We observe that the Sheriff's request for injunctive relief was in some respects ambiguous. However, we conclude that the precise contours of the Sheriff's request for injunctive relief do not matter, because it is moot no matter how it is interpreted.
Explaining briefly, at the November 16, 2015 hearing referenced above, counsel for the Sheriff asserted that the Wisconsin Constitution gives the Sheriff "unfettered" control over "his budget," and therefore county officials lack authority to place any limitations whatsoever on funds already approved by the finance committee for use by the Sheriff. According to the Sheriff, this would include any limitation involving a special condition that the Board might want to attach to a budget item (e.g., a rule that if the Sheriff proposes to expend more than $5,000 for an item already approved for purchase, the Sheriff must first receive committee or Board approval) or a limitation arising from an emergency or disaster that might befall the county. Counsel for the Sheriff said: "From the day that [the Sheriff's] budget goes into effect until the last penny is spent on that budget, [the Sheriff] has control over that budget."

I. REQUEST FOR INJUNCTIVE RELIEF

¶22 We conclude that the request for injunctive relief presented to the circuit court was moot, and that no exception to the general rule against considering moot claims should be applied here. The circuit court was not presented with allegations that the harm that the Sheriff sought to enjoin existed.

¶23 The standard of review that we apply to circuit court decisions to grant or deny injunctive relief is not pertinent, because we affirm the circuit court's decision based on mootness, which presents "a question of law that we review independently of the determinations rendered by the circuit court ...." See PRN Associates LLC v . DOA , 2009 WI 53, ¶25, 317 Wis. 2d 656, 766 N.W.2d 559.

¶24 A claim is moot when it:

"seeks to determine an abstract question which does not rest upon existing facts or rights, or which seeks a judgment in a pretended controversy when in reality there is none, or one which seeks a decision in advance about a right before [the right] has actually been asserted or contested, or a judgment upon some matter which when rendered for any cause cannot have any practical legal effect upon the existing controversy."
State ex rel. La Crosse Tribune v. Circuit Ct. for La Crosse County , 115 Wis. 2d 220, 228, 340 N.W.2d 460 (1983) (quoted source omitted); see also PRN Associates , 317 Wis. 2d 656, ¶¶25, 29 ("An issue is moot when its resolution will have no practical effect on the underlying controversy.... '[A] moot question is one which circumstances have rendered purely academic.'") (quoted source omitted).

¶25 The Sheriff does not dispute that, at the time the circuit court made its challenged decisions:

• The Sheriff had received, and used county funds to pay for, the six vehicles that caused the dispute, including the Dodge pickup that was the main focus of the dispute. The Sheriff now acknowledges that the County Board "capitulate[d]" to his taking possession of the six vehicles.

§ Listed records
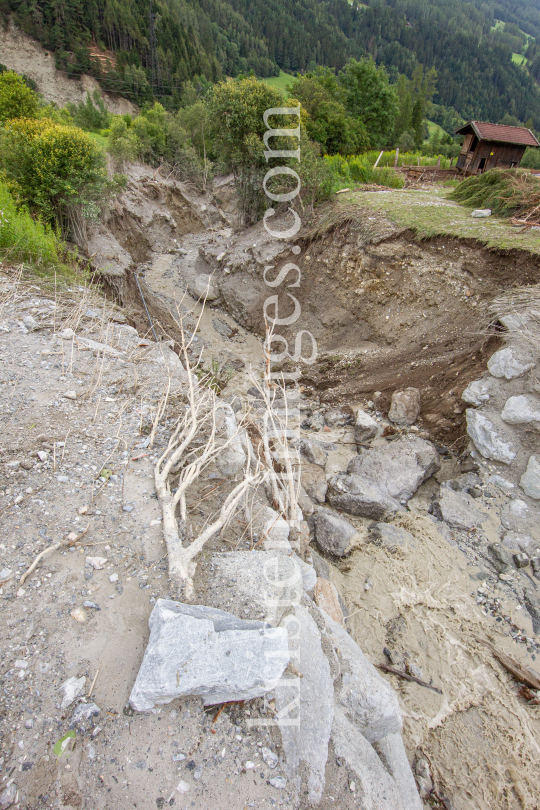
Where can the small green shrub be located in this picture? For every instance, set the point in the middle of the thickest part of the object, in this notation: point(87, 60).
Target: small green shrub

--

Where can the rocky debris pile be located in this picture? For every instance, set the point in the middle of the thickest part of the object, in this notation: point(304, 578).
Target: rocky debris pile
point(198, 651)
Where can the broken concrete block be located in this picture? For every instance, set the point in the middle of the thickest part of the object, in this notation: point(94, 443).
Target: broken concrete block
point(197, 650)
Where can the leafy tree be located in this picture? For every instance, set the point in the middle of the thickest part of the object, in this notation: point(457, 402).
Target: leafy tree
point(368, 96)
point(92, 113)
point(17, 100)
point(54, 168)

§ Problems and tasks
1) In the court excerpt, which vehicle was the main focus of the dispute?
2) Using the definition quoted in ¶24 of the court excerpt, list every kind of claim that counts as moot.
3) For each statement, say whether the court excerpt supports it, and quote the words that decide it. (a) The court reviews mootness by deferring to the circuit court's determinations. (b) The hearing mentioned in the court excerpt was held on November 16, 2015. (c) The Sheriff disputes that he had received the six vehicles.
Answer using only the court excerpt.

§ Set of answers
1) The Dodge pickup.

2)
- A claim that seeks to determine an abstract question which does not rest upon existing facts or rights
- A claim that seeks a judgment in a pretended controversy when in reality there is none
- A claim that seeks a decision in advance about a right before the right has actually been asserted or contested
- A claim that seeks a judgment upon some matter which, when rendered for any cause, cannot have any practical legal effect upon the existing controversy

3)
(a) No: "a question of law that we review independently of the determinations rendered by the circuit court"
(b) Yes: "at the November 16, 2015 hearing"
(c) No: "The Sheriff does not dispute that"